━━━━━ RECORDS TO PROCESS ━━━━━

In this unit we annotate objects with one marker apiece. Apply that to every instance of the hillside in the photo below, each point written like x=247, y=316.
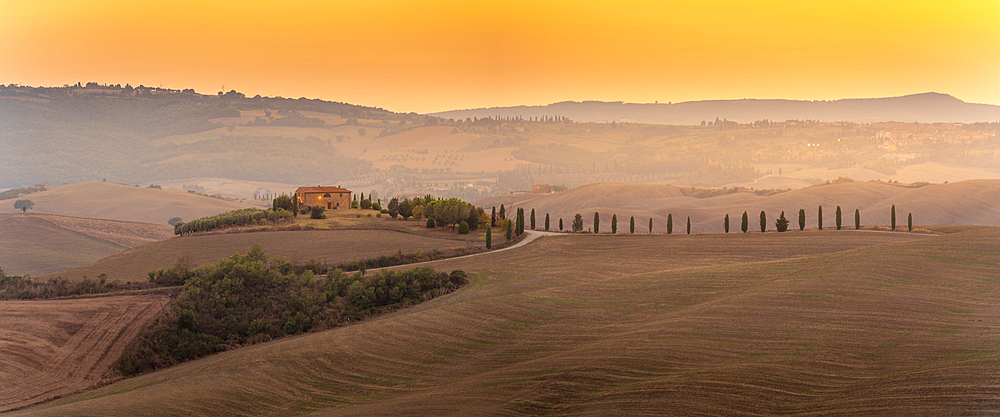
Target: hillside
x=966, y=202
x=104, y=200
x=54, y=348
x=758, y=324
x=39, y=244
x=926, y=108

━━━━━

# THE EXERCISE
Copy every line of the entries above word for word, leaving out the pictures.

# OUTPUT OF THE TASK
In this unit we annotate objects with one marker apiece. Apply that to every instance of the hillside in the photo below, each point written like x=247, y=316.
Target: hillside
x=966, y=202
x=104, y=200
x=54, y=348
x=758, y=324
x=39, y=244
x=926, y=108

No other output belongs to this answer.